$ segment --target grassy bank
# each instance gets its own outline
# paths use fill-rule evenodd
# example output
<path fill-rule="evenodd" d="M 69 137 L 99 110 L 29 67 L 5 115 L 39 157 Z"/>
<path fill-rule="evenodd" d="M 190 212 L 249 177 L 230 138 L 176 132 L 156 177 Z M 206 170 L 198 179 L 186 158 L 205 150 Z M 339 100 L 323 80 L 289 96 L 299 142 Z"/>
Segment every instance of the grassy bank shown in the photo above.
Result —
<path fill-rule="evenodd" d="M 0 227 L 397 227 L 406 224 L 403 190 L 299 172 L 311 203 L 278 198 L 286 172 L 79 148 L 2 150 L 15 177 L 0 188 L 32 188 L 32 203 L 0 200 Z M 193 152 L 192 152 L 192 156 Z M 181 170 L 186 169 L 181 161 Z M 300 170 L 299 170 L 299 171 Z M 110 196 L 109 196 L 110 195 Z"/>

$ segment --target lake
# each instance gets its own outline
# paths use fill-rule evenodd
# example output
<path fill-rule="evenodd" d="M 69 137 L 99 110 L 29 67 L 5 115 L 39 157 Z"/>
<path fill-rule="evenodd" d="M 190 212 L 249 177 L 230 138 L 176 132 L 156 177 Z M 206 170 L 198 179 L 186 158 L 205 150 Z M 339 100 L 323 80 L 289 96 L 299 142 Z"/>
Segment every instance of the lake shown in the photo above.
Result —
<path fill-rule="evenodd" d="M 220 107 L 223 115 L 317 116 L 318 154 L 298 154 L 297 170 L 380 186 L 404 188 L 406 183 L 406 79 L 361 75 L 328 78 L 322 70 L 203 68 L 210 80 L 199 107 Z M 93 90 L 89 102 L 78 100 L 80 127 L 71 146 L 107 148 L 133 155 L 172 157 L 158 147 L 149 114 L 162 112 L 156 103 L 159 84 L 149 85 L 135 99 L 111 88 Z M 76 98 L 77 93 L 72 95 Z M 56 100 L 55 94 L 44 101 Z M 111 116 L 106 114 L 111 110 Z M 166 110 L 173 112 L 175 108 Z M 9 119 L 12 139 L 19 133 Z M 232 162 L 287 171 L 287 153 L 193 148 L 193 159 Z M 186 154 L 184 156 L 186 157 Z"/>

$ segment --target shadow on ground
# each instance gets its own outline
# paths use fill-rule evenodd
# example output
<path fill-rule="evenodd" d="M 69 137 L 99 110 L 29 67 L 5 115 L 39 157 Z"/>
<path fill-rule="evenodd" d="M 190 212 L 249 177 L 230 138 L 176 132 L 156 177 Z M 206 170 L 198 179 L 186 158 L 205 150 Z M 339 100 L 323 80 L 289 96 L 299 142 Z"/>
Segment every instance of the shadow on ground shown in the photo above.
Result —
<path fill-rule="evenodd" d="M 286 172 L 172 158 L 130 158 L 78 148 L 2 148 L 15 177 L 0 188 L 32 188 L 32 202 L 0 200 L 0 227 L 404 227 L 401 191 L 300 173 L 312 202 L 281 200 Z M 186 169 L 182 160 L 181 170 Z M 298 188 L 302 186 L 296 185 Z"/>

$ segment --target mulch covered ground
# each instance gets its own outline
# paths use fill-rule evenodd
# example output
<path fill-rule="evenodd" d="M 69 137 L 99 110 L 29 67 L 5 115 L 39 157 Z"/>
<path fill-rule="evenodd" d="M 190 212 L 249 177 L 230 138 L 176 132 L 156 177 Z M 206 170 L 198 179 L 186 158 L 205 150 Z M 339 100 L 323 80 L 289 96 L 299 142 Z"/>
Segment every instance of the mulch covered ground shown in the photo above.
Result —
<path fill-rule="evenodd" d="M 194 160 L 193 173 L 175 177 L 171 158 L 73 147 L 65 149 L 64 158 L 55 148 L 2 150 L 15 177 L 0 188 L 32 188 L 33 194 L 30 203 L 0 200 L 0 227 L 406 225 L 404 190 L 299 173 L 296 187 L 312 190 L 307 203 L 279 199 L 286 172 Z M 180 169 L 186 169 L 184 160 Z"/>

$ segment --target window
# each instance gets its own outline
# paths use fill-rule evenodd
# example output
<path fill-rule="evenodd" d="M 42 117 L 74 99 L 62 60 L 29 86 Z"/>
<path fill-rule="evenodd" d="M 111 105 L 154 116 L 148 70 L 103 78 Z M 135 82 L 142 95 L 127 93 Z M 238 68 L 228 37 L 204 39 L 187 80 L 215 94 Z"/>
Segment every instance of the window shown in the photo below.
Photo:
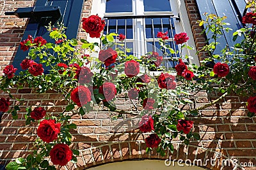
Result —
<path fill-rule="evenodd" d="M 133 55 L 138 57 L 152 51 L 163 55 L 157 43 L 159 31 L 168 31 L 167 41 L 175 50 L 179 48 L 173 41 L 176 32 L 187 32 L 190 37 L 189 44 L 195 46 L 185 4 L 181 0 L 158 0 L 157 3 L 154 0 L 93 0 L 91 15 L 96 14 L 106 20 L 104 34 L 125 34 L 125 46 L 132 48 Z M 191 62 L 199 64 L 195 50 L 184 50 L 181 55 L 185 54 L 194 57 Z M 164 64 L 173 67 L 176 63 L 168 62 L 168 57 L 180 56 L 178 53 L 164 57 L 167 61 Z"/>

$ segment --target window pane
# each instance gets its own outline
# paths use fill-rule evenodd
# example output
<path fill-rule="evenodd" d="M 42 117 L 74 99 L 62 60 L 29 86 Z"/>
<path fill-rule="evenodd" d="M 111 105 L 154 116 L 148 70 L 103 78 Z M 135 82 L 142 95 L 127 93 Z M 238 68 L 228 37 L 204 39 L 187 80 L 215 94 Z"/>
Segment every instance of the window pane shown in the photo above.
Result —
<path fill-rule="evenodd" d="M 170 11 L 169 0 L 144 0 L 145 11 Z"/>
<path fill-rule="evenodd" d="M 131 12 L 132 0 L 107 0 L 106 12 Z"/>

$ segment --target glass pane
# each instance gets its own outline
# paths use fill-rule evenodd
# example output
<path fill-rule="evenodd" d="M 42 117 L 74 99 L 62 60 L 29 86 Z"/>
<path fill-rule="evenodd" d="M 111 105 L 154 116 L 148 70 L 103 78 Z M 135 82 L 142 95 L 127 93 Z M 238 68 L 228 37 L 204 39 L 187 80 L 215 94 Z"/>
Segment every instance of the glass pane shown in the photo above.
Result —
<path fill-rule="evenodd" d="M 144 0 L 145 11 L 170 11 L 170 0 Z"/>
<path fill-rule="evenodd" d="M 106 12 L 131 12 L 132 0 L 107 0 Z"/>

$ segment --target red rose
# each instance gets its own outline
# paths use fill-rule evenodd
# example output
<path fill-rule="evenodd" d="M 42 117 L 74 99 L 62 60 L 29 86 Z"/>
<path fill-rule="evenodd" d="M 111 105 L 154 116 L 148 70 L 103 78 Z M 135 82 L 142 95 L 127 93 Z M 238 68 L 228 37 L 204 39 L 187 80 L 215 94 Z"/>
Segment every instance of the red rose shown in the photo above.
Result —
<path fill-rule="evenodd" d="M 106 50 L 100 50 L 99 53 L 99 59 L 103 62 L 106 66 L 109 66 L 116 62 L 117 52 L 111 48 Z"/>
<path fill-rule="evenodd" d="M 60 74 L 63 74 L 64 71 L 66 71 L 66 69 L 68 67 L 66 64 L 63 62 L 60 62 L 57 64 L 57 66 L 60 67 L 61 69 L 59 69 L 58 71 L 59 72 Z"/>
<path fill-rule="evenodd" d="M 10 99 L 0 98 L 0 111 L 6 112 L 9 110 L 9 106 L 11 105 Z"/>
<path fill-rule="evenodd" d="M 250 97 L 247 100 L 247 109 L 249 110 L 249 111 L 256 113 L 256 96 Z"/>
<path fill-rule="evenodd" d="M 177 74 L 179 76 L 181 76 L 184 70 L 188 69 L 187 66 L 182 62 L 182 59 L 179 59 L 179 62 L 180 62 L 179 64 L 175 66 L 175 69 L 177 71 Z"/>
<path fill-rule="evenodd" d="M 192 80 L 192 78 L 195 76 L 194 73 L 191 71 L 190 70 L 188 69 L 185 69 L 182 74 L 182 76 L 186 78 L 187 80 Z"/>
<path fill-rule="evenodd" d="M 41 46 L 46 44 L 47 42 L 42 36 L 38 36 L 35 38 L 33 43 L 36 44 L 36 46 Z"/>
<path fill-rule="evenodd" d="M 193 127 L 193 122 L 192 120 L 179 120 L 177 125 L 177 130 L 182 131 L 184 134 L 188 134 Z"/>
<path fill-rule="evenodd" d="M 144 115 L 139 123 L 139 129 L 143 132 L 150 132 L 154 131 L 154 120 L 151 116 Z"/>
<path fill-rule="evenodd" d="M 33 62 L 30 64 L 30 67 L 28 68 L 28 71 L 34 76 L 42 75 L 44 73 L 43 65 Z"/>
<path fill-rule="evenodd" d="M 225 63 L 218 62 L 213 67 L 213 72 L 220 77 L 225 77 L 229 73 L 228 66 Z"/>
<path fill-rule="evenodd" d="M 70 64 L 69 67 L 72 68 L 72 71 L 74 71 L 76 72 L 76 75 L 74 78 L 78 80 L 81 71 L 81 67 L 79 66 L 79 65 L 74 63 Z"/>
<path fill-rule="evenodd" d="M 86 67 L 82 67 L 79 73 L 79 83 L 80 84 L 89 83 L 92 81 L 92 77 L 93 73 Z"/>
<path fill-rule="evenodd" d="M 118 39 L 120 41 L 124 41 L 125 39 L 125 36 L 123 34 L 120 34 L 117 39 Z"/>
<path fill-rule="evenodd" d="M 161 89 L 166 89 L 167 90 L 175 89 L 176 82 L 174 81 L 175 80 L 175 76 L 168 73 L 163 74 L 162 73 L 157 79 L 158 86 Z"/>
<path fill-rule="evenodd" d="M 138 90 L 132 88 L 128 92 L 128 97 L 130 99 L 136 99 L 139 96 Z"/>
<path fill-rule="evenodd" d="M 17 70 L 17 69 L 13 67 L 13 65 L 9 65 L 5 67 L 3 73 L 4 73 L 5 75 L 7 75 L 8 78 L 10 79 L 14 76 L 14 73 L 15 73 Z"/>
<path fill-rule="evenodd" d="M 168 31 L 166 32 L 157 32 L 157 38 L 162 38 L 163 40 L 166 40 L 166 39 L 168 39 L 169 37 L 167 36 L 168 34 Z"/>
<path fill-rule="evenodd" d="M 42 107 L 35 108 L 31 113 L 30 113 L 30 116 L 32 118 L 35 120 L 40 120 L 46 114 L 46 111 L 44 108 Z"/>
<path fill-rule="evenodd" d="M 50 143 L 58 138 L 60 132 L 60 124 L 55 124 L 54 120 L 44 120 L 40 122 L 37 129 L 37 135 L 46 143 Z"/>
<path fill-rule="evenodd" d="M 30 67 L 30 64 L 33 63 L 34 61 L 29 59 L 24 59 L 20 64 L 22 69 L 27 69 Z"/>
<path fill-rule="evenodd" d="M 124 73 L 129 78 L 137 76 L 140 73 L 140 63 L 134 60 L 125 62 Z"/>
<path fill-rule="evenodd" d="M 256 80 L 256 66 L 250 66 L 248 73 L 249 76 L 253 80 Z"/>
<path fill-rule="evenodd" d="M 146 98 L 143 100 L 143 103 L 142 106 L 143 108 L 147 110 L 151 110 L 154 109 L 154 104 L 155 103 L 155 100 L 152 98 Z"/>
<path fill-rule="evenodd" d="M 176 34 L 174 36 L 174 41 L 175 41 L 177 45 L 180 45 L 188 41 L 189 38 L 188 36 L 187 33 L 180 32 L 179 34 Z"/>
<path fill-rule="evenodd" d="M 115 98 L 116 94 L 116 89 L 115 85 L 112 83 L 106 82 L 102 85 L 99 89 L 99 93 L 105 96 L 103 101 L 109 101 Z"/>
<path fill-rule="evenodd" d="M 29 35 L 26 39 L 24 39 L 20 43 L 20 50 L 25 52 L 26 50 L 28 50 L 28 49 L 29 49 L 30 46 L 26 45 L 28 41 L 30 41 L 29 43 L 32 43 L 32 36 L 31 35 Z"/>
<path fill-rule="evenodd" d="M 161 142 L 161 139 L 156 134 L 151 134 L 145 139 L 145 141 L 146 142 L 147 147 L 151 148 L 157 148 Z"/>
<path fill-rule="evenodd" d="M 242 22 L 243 24 L 252 24 L 256 25 L 256 13 L 249 12 L 243 17 Z"/>
<path fill-rule="evenodd" d="M 54 165 L 65 166 L 71 159 L 73 152 L 68 145 L 58 143 L 50 151 L 51 160 Z"/>
<path fill-rule="evenodd" d="M 156 66 L 159 67 L 163 62 L 163 57 L 159 56 L 157 52 L 152 52 L 152 54 L 148 55 L 148 58 L 156 58 L 156 61 L 154 61 Z"/>
<path fill-rule="evenodd" d="M 91 15 L 82 19 L 83 29 L 89 34 L 91 38 L 99 38 L 100 32 L 105 27 L 105 20 L 101 20 L 98 15 Z"/>
<path fill-rule="evenodd" d="M 92 94 L 88 87 L 79 85 L 72 90 L 70 97 L 79 107 L 81 107 L 91 101 Z"/>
--
== EXERCISE DIRECTIONS ==
Please copy out the material between the lines holding "--target window pane" and "106 12 L 131", inclusive, changing "instance" to "occurrence" and leaving everything else untouched.

== FINISHED EXERCISE ==
$ segment --target window pane
# each occurrence gets its own outline
# paths use fill-rule evenodd
# example output
<path fill-rule="evenodd" d="M 42 117 L 74 99 L 62 60 L 29 86 Z"/>
<path fill-rule="evenodd" d="M 111 105 L 154 116 L 148 70 L 103 78 Z M 135 82 L 142 95 L 127 93 Z M 238 68 L 228 37 L 204 39 L 187 80 L 215 94 Z"/>
Segment every occurrence of the window pane shown in the photo above.
Result —
<path fill-rule="evenodd" d="M 170 11 L 169 0 L 144 0 L 145 11 Z"/>
<path fill-rule="evenodd" d="M 131 12 L 132 0 L 107 0 L 106 12 Z"/>

$ segment --target glass pane
# each occurrence gets its own outline
# paths use fill-rule evenodd
# example output
<path fill-rule="evenodd" d="M 42 117 L 74 99 L 62 60 L 29 86 Z"/>
<path fill-rule="evenodd" d="M 111 105 L 154 116 L 148 70 L 103 78 Z M 135 82 L 142 95 L 127 93 Z M 238 68 L 228 37 L 204 39 L 187 80 L 215 94 Z"/>
Segment every occurrence of the glass pane shown in the photo above.
Result —
<path fill-rule="evenodd" d="M 144 0 L 145 11 L 170 11 L 170 0 Z"/>
<path fill-rule="evenodd" d="M 106 12 L 131 12 L 132 0 L 107 0 Z"/>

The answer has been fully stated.